Rewrite each of the entries below, substituting "most distant from its boundary" for every occurrence of "farthest from its outline" and leaving everything else unchanged.

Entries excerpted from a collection
···
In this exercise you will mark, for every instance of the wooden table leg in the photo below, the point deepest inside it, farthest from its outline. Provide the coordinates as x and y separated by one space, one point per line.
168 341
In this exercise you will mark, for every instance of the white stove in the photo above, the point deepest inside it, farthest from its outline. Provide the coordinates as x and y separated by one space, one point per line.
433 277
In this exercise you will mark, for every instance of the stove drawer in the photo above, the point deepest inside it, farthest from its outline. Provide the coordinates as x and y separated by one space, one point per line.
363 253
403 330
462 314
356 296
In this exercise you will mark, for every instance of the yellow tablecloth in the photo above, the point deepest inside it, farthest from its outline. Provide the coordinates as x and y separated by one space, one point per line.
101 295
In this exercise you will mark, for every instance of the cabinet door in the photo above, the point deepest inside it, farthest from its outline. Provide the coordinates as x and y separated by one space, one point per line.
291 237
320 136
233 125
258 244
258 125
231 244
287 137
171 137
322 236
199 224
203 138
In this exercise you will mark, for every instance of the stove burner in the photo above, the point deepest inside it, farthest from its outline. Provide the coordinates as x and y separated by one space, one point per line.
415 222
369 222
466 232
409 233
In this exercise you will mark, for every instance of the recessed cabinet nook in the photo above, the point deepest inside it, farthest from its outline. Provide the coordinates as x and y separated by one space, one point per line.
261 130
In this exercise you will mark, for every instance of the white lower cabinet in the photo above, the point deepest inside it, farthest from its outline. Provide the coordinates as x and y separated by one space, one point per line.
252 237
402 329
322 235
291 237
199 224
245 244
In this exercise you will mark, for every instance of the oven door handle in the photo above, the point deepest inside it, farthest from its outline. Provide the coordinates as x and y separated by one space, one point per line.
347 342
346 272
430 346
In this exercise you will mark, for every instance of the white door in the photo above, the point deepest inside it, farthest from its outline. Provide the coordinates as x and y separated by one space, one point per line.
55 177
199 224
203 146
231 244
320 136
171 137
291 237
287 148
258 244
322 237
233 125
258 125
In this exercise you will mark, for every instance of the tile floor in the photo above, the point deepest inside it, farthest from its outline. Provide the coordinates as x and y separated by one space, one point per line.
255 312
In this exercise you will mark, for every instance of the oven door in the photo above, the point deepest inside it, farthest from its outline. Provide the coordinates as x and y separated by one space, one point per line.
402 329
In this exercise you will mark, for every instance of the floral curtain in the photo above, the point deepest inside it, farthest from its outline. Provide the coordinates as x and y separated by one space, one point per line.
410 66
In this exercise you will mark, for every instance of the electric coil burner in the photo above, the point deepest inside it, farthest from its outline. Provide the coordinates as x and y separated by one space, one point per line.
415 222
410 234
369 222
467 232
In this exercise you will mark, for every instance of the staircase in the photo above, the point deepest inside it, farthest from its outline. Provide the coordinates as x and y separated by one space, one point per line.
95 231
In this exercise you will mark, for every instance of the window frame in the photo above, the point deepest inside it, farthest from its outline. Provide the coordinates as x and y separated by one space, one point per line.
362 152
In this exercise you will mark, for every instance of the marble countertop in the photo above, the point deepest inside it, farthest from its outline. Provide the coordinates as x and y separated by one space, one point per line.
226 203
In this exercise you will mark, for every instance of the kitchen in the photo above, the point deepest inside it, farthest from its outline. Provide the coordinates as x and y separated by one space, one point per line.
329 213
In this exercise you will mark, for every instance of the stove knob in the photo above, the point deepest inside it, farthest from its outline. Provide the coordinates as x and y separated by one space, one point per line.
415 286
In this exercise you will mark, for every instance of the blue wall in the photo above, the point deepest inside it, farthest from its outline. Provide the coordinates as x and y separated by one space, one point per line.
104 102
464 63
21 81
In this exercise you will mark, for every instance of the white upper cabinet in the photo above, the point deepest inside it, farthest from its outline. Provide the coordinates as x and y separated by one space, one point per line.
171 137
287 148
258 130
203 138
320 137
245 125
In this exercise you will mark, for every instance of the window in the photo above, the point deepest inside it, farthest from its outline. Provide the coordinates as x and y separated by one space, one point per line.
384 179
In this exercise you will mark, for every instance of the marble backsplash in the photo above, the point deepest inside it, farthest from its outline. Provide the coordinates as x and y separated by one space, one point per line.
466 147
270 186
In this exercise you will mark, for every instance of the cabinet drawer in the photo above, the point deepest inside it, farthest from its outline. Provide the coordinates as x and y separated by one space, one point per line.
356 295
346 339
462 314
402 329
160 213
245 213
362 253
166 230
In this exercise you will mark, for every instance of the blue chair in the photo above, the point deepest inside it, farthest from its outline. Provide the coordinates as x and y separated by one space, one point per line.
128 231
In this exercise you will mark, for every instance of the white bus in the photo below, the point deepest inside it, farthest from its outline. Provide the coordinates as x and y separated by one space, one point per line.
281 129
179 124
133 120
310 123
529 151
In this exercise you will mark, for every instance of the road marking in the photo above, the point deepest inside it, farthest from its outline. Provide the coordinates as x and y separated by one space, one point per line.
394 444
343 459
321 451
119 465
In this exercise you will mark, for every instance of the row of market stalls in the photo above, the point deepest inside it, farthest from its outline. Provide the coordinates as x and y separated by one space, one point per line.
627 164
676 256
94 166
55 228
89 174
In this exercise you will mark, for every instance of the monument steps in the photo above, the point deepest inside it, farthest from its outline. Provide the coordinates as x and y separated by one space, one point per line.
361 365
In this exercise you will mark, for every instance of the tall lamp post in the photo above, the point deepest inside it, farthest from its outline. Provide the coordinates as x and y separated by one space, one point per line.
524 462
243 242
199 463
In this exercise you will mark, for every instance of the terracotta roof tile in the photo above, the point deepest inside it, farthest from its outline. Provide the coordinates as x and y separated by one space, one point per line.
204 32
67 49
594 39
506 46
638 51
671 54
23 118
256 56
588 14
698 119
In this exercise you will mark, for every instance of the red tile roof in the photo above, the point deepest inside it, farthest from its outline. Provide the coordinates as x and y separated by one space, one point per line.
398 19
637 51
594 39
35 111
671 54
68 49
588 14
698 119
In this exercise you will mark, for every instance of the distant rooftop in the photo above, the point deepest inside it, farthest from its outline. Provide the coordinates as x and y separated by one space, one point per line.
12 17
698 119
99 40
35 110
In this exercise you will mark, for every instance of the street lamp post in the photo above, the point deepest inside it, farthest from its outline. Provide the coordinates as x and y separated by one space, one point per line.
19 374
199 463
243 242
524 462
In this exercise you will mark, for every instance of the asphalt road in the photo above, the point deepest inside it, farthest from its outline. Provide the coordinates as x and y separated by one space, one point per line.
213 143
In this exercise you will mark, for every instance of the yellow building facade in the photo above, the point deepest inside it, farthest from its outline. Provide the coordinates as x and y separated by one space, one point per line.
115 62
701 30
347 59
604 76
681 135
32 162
···
Response to the task
In this exercise you will mark, for every instance of the wooden table leg in the photo below, the point deepest inside it, most distant from its boundary. Provide the coordinates as x and y separated by one space, one point per line.
168 341
In this exercise you will mark, for every instance of the white stove in the photo above, the point deepest inside it, most distant from its boundary. Provide the coordinates as x and y separated by one space, one point per line.
433 277
In this exercise you will mark, for every instance of the stove drawer in the photo above, the point deepest inside it, most distant from its boundary. Provide the coordinates as x and y separated by one space, one point per line.
363 253
403 330
462 314
356 296
In this exercise you will mark, for every instance of the yellow tablecloth in the photo above, the point deepest inside it, most distant from its boundary. Provide the coordinates as x and y separated by one space, one point per line.
101 295
In this exercise you will mark, for every instance of the cabinet door in the photo above, the point deepest inside it, most distant from its boundary. Provide the coordinates as x and y separated by one space, one point per line.
291 237
320 136
233 125
258 244
258 125
231 244
287 137
171 137
322 236
199 224
203 138
In this exercise you will mark, for every instance of the stove burner in the photo above, the point deepest inside it, most distant from its boundary. Provide the coordinates as x and y separated by one space, one point per line.
415 222
369 222
466 232
409 233
In this exercise you will mark, for every instance of the recessed cabinet nook in the photo above, the point deepest inside it, most distant from its boundary. Provide the coordinates as x and y separated by one space, one point per line.
261 130
In this exercise you will mark, for every instance of the white lower cabinet in the photo above, the point deepest inside it, most distant from its boundary. Provide the coordinates as x and y separated by one space, one point per line.
252 237
402 329
322 235
291 237
199 224
245 244
In this exercise you will mark, for every instance of the oven door handle in the photo above, the point deepest inside it, most distant from its boundary. Provide the coordinates as x and y separated by one space, one point per line.
347 342
346 272
430 346
In this exercise you will mark, for every instance of the white door in the photo above, the point deepest inside it, most distant from its boundary. Provide the coordinates as x and y separated by one space, one point per line.
55 177
199 224
203 146
231 244
320 136
171 137
291 237
287 148
258 244
322 237
233 125
258 125
In this exercise you will mark, for every instance of the tile floor in the photo above, the point deepest inside it, most distant from its boundary. Provide the coordinates as x and y separated by one space, one point per line.
255 312
In this exercise you will mark, for every instance of the oven door in the photo above, the point deepest inside it, most distant from its boundary. Provide the coordinates as x and y separated by one space, one point per line.
402 329
In this exercise you will mark, for every instance of the floral curtain in the photo above, the point deepest inside it, most distant from its boundary. Provide the coordinates as x and y separated by one space, one point per line.
410 66
In this exercise you will mark, for every instance of the electric coil burner in the photo above, the point deepest inside it, most distant from its boundary. Provide the coordinates as x and y separated by one space, one point per line.
415 222
410 234
369 222
467 232
In this exercise you will mark, for every instance of the staircase in the photo above, the point deepest inside it, most distant from its boundary. Provide the coordinates as x and y separated by one space, one point per line.
95 231
In this exercise you will mark, for every instance of the window frame in the photo above, the point deepest inside it, most distant from its boundary. Provide the coordinates as x and y separated by one space, one point per line.
362 152
In this exercise you will mark, for every instance of the marble countertop in the photo above, the point deepest inside it, most distant from its boundary. Provide the coordinates as x and y separated by one space, one point per line.
226 203
In this exercise you will mark, for every instance of the kitchen in the photo above, the point deepest inside it, most distant from its boundary. Provide the coordinates as x and y separated by one space, one point per line.
329 213
In this exercise you will mark, for every instance of the stove knob in the photo above, the point deepest inside it, most distant from its boundary. Provide the coordinates as x and y separated by one space, one point per line.
415 286
In this exercise you will mark, for every instance of the blue wall in the photo above, the point deepest inside it, most distant from its boundary. Provide the coordinates as x and y separated by one space, one point per line.
104 102
464 63
21 81
In this exercise you will mark, for every instance of the white upper cabinet in the photo above, the point deepest inside it, most distant from its boundary. Provide the coordinates as x and y separated by one space, one point per line.
171 137
287 148
258 130
203 138
320 137
245 125
In this exercise you will mark, for every instance of the window in the photo above, the point deepest inside it, most distant from its boundary. Provide the coordinates as x and y separated by one space, one point per line.
384 179
In this exercise you will mark, for every instance of the marble backsplash in the photo above, the point deepest inside it, most distant from its boundary. Provide the coordinates as x and y separated by one space, one point per line.
466 147
270 186
In this exercise you will mark, for every instance of the cabinet drawer in the photo above, the point deepest inside it, most distant from its boundary. Provide the coordinates as x and y separated by one space, one point per line.
356 295
346 339
462 314
402 329
160 213
245 213
362 253
166 230
In this exercise you will mark, for every instance of the blue chair in the photo above, the point deepest inside it, most distant from its boundary. Provide the coordinates as x and y separated by one space, one point per line.
128 231
In this exercise you will mark, for every instance of the white bus in the photo below, the point deepest inside it, most distant from its boundary. Provide the coordinates as x and y separated by one space, one point per line.
281 129
179 124
133 120
310 123
529 151
In this exercise you will mark, for every instance of the road marking in the photo above, the point deepest inside it, most distant from its boundary. Provide the coordinates as x and y separated by one space, one point per line.
394 444
343 459
321 451
119 465
In this exercise you will mark, for every instance of the row of market stalls in the photo above, the point deepest inside it, most distant from its boundary. Provide the coordinates as x and y separated by one space, one point per line.
627 164
676 256
94 166
55 228
89 174
In this exercise you will mark, for every instance of the monument steps in the photo above, the point deepest inside it, most distant from its boundary. Provide the coordinates as x and y separated by one space, one point per line.
361 365
In this exercise you will mark, for every instance of the tall lamp post in the photo above, the point deepest inside it, most distant from its boundary. Provide the coordinates as x and y separated by one space, one point per line.
524 462
243 242
199 463
In this exercise you will mark, for every instance of the terracotta roof tile in the photo above, the point deepest inside it, most distant from its boundary. Provide the coordinates as x and y separated by one space, one point per line.
204 32
67 49
594 39
506 46
638 51
671 54
23 118
256 56
588 14
698 119
In this exercise you will mark, for every instance of the red tile roof in the photo above, the point deepest inside it, most distant from its boundary. Provide the coordinates as x and y separated by one space, one point per line.
398 19
637 51
594 39
35 111
671 54
68 49
588 14
698 119
In this exercise you will mark, for every instance of the distant rooftop in the photo above, the point deepest inside it, most distant from its boundary. Provide the coordinates as x and y separated by one space, one point per line.
12 17
698 119
99 40
35 110
In this exercise you will mark, for every instance of the street lamp post in the photo above, the point deepest inside it, most distant from its boundary. Provide the coordinates as x and y separated by one space, one point per line.
19 374
199 463
243 242
524 462
In this exercise you will mark, for every instance of the asphalt road in the photo above, the point deepest inside it, most distant from its boundary. Provide the coordinates as x and y separated by one space, one point per line.
213 143
In this exercise you will mark, for every instance of the yellow building facade in the photo above, the point deepest inside it, most distant from its boundary. Provide the coordinates as x and y separated by one space, one point per line.
115 62
701 30
347 59
604 76
681 135
32 162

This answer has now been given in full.